*Instrução escrita*
Transcreva sem nenhuma alteração as linhas dos dados, começando na que contém "Run detection on concrete ramp" e parando ao fim dos dados, com as duas extremidades incluídas.

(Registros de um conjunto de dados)

########

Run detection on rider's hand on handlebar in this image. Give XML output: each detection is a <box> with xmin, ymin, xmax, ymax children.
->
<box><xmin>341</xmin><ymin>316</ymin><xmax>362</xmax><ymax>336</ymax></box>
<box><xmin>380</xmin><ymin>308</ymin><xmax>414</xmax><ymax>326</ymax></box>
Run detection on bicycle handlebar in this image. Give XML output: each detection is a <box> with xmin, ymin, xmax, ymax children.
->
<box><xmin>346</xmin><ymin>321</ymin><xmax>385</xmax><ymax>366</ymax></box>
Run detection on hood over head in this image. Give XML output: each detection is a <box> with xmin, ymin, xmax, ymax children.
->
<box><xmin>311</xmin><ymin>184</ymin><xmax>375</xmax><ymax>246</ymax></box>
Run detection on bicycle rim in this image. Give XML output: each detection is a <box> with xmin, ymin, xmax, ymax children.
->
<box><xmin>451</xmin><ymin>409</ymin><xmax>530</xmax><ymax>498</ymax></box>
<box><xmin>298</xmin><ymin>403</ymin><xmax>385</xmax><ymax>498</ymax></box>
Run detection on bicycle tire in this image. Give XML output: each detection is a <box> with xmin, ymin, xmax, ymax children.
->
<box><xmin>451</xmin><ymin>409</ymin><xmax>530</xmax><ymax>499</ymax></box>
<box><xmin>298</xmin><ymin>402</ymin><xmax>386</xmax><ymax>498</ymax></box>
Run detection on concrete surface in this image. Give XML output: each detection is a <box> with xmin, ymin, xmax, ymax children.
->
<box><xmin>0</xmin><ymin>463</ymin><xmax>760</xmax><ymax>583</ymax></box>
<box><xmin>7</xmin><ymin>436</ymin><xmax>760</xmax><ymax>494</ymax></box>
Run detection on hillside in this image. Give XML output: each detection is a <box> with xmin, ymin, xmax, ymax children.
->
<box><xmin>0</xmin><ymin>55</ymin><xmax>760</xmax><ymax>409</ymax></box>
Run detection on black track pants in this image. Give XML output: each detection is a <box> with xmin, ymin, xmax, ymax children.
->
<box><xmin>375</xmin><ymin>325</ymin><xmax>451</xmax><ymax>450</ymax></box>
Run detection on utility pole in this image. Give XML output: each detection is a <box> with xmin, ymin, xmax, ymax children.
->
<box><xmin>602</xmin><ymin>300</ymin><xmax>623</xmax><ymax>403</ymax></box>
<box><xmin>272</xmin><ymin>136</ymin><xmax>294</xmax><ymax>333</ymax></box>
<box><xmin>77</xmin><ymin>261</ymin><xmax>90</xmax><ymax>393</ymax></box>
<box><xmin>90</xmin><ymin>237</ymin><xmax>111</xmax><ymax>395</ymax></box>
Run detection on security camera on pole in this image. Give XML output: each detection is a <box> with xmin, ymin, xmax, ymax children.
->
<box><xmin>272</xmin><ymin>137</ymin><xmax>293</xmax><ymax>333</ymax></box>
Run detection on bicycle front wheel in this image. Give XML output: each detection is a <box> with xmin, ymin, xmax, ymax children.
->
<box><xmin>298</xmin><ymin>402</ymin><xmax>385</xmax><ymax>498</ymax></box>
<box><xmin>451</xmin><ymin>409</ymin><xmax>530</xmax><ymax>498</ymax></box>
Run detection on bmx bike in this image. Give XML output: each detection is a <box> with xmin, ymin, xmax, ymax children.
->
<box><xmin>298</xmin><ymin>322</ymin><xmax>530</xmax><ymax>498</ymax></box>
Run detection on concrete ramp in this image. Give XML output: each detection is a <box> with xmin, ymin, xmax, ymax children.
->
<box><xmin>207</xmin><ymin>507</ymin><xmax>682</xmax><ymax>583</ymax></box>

########

*Solução do problema*
Run detection on concrete ramp in this image. Give XML output: each detection is a <box> with xmin, ymin, xmax, ymax children.
->
<box><xmin>207</xmin><ymin>507</ymin><xmax>682</xmax><ymax>583</ymax></box>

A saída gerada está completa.